What you have to do: Pictures are not part of the copy; repeat everything else in the records exactly.

The data:
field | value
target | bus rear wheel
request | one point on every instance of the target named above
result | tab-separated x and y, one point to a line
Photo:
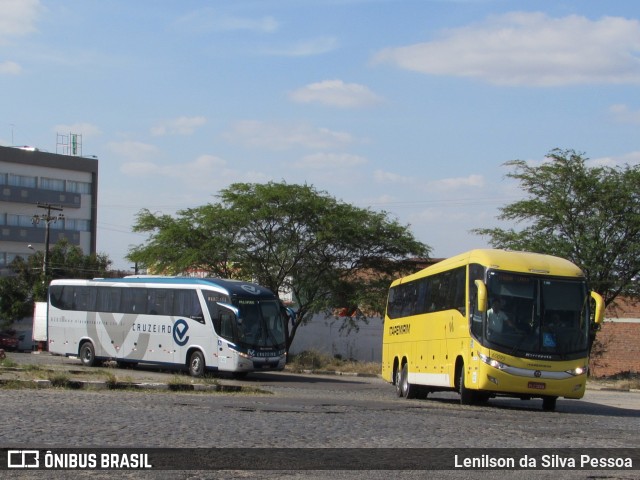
406	389
549	404
87	354
196	364
467	397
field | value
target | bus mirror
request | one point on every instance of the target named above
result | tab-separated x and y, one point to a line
599	311
482	296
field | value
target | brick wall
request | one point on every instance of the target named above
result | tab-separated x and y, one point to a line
617	348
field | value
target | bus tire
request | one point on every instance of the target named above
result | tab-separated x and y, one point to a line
549	404
467	397
397	381
407	390
87	354
196	364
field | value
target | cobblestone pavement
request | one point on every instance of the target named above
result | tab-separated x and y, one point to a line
311	411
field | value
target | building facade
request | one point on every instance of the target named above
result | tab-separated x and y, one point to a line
35	185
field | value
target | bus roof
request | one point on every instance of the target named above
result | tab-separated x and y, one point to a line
506	260
233	287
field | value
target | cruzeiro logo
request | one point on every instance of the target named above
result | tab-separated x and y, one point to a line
180	329
251	289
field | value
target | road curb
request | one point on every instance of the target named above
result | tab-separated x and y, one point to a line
100	385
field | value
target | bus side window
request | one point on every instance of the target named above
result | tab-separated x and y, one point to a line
187	304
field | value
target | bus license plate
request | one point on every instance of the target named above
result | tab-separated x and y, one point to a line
537	385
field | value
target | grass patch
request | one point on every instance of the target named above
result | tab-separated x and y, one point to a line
314	360
59	380
8	363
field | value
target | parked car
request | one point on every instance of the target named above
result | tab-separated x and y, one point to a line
8	341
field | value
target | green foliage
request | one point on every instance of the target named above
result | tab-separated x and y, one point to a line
27	285
328	253
590	215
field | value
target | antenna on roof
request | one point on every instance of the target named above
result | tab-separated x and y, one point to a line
69	144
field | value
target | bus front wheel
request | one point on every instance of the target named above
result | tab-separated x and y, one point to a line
87	354
406	389
196	364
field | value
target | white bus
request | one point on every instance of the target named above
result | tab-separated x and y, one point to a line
200	324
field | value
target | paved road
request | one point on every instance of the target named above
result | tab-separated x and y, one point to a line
315	411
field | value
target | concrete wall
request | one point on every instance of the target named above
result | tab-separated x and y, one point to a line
618	350
323	334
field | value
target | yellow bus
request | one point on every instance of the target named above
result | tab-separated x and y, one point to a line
487	323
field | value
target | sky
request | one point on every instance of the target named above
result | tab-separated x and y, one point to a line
411	107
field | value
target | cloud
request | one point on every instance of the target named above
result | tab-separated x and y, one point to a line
84	129
207	19
335	93
631	158
18	17
137	152
275	136
622	113
10	68
330	161
179	126
381	176
206	172
306	48
457	183
530	49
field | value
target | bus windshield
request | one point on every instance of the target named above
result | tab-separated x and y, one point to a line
536	314
260	323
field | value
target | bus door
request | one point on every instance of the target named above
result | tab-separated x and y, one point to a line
226	325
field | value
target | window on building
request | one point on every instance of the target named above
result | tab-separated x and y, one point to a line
78	187
52	184
77	224
21	181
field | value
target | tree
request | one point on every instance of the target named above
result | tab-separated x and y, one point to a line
329	254
589	215
27	285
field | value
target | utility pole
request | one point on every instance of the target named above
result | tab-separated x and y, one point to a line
47	218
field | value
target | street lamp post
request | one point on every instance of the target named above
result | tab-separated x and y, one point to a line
47	218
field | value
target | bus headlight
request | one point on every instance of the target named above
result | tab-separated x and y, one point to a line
577	371
492	362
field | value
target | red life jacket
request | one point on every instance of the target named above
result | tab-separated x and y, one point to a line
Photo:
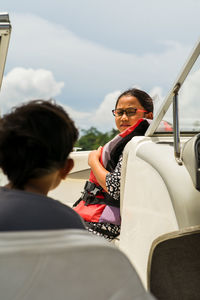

Answer for the task:
field | value
target | bus rear wheel
request | one point on every instance of the target named above
result | tab-separated x and y, one point to a line
Photo:
406	389
549	404
87	354
196	364
467	397
field | value
target | bus mirror
request | one point on every instance of the target named above
result | tab-separated x and y, one point to a line
599	311
482	296
field | value
target | brick wall
request | one point on every instance of the target named above
result | tab-separated x and y, one point to a line
617	348
field | value
target | bus tire
request | one point on every instance of the target named above
result | tab-separated x and y, one point to a line
549	404
467	397
397	381
407	390
87	354
196	364
field | value
target | cobblestone pavement
request | one point on every instance of the target named above
result | tab-separated x and y, one point to a line
311	411
field | value
target | building facade
request | one point on every instance of the target named above
result | tab-separated x and y, one point to a line
35	185
field | value
target | bus roof
request | one point on every instance of the target named above
result | tab-separated x and y, one point to a line
506	260
233	287
field | value
target | cruzeiro logo
request | one point on every instance of the target named above
result | tab-separated x and y, one point to a line
180	329
251	289
field | value
target | road curb
request | one point on every instance of the target named above
result | tab-separated x and y, one point to a line
100	385
field | value
target | bus side window
request | one point on every instance of the target named above
result | tab-separated x and y, one point to a line
187	304
field | value
target | bus license plate
request | one point on every instance of the target named above
result | tab-separated x and y, one point to a line
537	385
field | value
target | grass patch
request | one point on every instance of the target named above
result | tab-separated x and y, one point to a line
314	360
59	380
8	363
field | value
target | parked car
request | one point on every instance of the target named above
result | tab-separated x and y, one point to a line
8	341
field | value
target | green foliage
request | one point on every instance of the target named above
result | tab-separated x and y, one point to a line
27	285
328	253
590	215
field | value
target | antenna on roof
request | one point on every instance of the target named above
result | tab-separated x and y, one point to a line
69	144
field | value
target | bus front wheel
request | one point on every instance of the target named above
result | tab-separated x and y, one point to a line
87	354
406	389
196	364
field | value
target | white bus
request | one point on every instance of the target named above
result | tab-separated x and y, one point to a line
200	324
field | value
target | paved road
request | one point on every instance of the target named above
result | tab-separated x and y, one point to a line
315	411
field | value
target | concrete wall
request | one point on every instance of the target named above
result | tab-separated x and y, one point to a line
618	350
323	334
field | value
target | yellow bus
request | one point on every instance of the target named above
result | tab-separated x and y, one point to a line
487	323
field | value
target | sky
request | one point on every instance of the target named above
result | tab-separated x and y, one point to a line
411	107
field | value
target | cloud
request | one point on every instance of the target named above
result | tab-separated x and y, one point to a line
84	129
207	19
335	93
631	158
18	17
137	152
275	136
622	113
10	68
330	161
179	126
381	176
206	172
306	48
457	183
530	49
field | value
target | bus windshield
request | one point on every instance of the target named above
result | tab-separated x and y, one point to a line
536	314
260	323
field | value
target | bus door
request | one point on every instance of the target named above
result | tab-separated x and y, one point to a line
226	325
field | value
target | window on building
request | one point on every instance of the target named above
result | tab-separated x and y, one point to a line
78	187
52	184
77	224
21	181
field | value
target | tree
request | one point on every instance of the target named above
result | tab-separated x and y, one point to a line
329	254
589	215
27	285
field | value
target | utility pole
request | one point on every instance of the target named above
result | tab-separated x and y, one point to a line
47	218
field | value
target | street lamp post
request | one point on every instance of the target named above
result | tab-separated x and y, one point to a line
47	218
field | value
target | bus headlight
request | one point on every instance of the target named above
result | tab-separated x and y, one point to a line
577	371
492	362
field | value
target | red life jacket
request | one point on every instance of the target named above
result | tab-separated x and y, one point to a line
Photo:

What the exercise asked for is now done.